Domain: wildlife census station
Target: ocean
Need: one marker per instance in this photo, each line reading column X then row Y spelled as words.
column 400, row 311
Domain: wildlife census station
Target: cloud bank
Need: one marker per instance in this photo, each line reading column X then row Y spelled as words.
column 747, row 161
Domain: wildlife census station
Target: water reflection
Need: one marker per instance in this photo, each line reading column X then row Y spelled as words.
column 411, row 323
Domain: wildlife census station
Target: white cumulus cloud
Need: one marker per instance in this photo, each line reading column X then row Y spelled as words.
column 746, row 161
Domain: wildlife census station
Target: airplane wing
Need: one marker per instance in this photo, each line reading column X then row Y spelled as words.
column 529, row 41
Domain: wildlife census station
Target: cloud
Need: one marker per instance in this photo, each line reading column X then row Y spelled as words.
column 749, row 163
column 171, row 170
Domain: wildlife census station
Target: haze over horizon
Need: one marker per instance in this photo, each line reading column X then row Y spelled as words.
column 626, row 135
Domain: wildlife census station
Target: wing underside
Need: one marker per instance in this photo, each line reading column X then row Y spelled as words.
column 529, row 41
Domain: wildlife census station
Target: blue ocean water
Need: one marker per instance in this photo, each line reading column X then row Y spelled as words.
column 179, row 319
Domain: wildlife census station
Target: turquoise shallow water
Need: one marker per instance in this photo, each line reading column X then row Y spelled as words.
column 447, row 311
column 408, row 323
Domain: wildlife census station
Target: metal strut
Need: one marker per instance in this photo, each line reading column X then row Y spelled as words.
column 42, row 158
==
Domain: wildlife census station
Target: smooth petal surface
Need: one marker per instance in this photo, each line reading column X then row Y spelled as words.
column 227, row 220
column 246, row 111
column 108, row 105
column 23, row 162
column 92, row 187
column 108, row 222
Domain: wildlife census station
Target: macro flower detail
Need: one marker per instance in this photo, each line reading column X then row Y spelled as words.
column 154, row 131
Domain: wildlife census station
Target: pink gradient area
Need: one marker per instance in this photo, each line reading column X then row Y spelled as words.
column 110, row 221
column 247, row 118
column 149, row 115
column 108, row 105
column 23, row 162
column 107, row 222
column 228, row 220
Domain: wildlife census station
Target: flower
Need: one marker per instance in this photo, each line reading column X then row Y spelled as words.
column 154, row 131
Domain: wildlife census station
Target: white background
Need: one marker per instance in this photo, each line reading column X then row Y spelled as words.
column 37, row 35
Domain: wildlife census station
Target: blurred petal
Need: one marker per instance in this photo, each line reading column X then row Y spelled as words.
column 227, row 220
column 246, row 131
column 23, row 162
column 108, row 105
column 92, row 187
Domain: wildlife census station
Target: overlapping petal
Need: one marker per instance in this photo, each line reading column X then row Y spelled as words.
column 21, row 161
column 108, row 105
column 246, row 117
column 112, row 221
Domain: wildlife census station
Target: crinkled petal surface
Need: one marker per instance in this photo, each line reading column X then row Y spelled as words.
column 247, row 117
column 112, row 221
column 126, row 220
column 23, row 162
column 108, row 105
...
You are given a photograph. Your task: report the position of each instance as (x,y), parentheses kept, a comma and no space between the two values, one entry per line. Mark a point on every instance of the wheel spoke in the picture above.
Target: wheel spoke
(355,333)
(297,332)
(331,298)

◆ ACTION ITEM
Restate word for word the lines of the data above, starting at the line containing "Target: white background" and ending at the line containing "Target: blurred petal", both included, and nothing more.

◆ TASK ANSWER
Target: white background
Need: one marker per instance in this photo, each line reading column X then row Y spelled as words.
column 37, row 35
Domain: wildlife census station
Target: blurred petal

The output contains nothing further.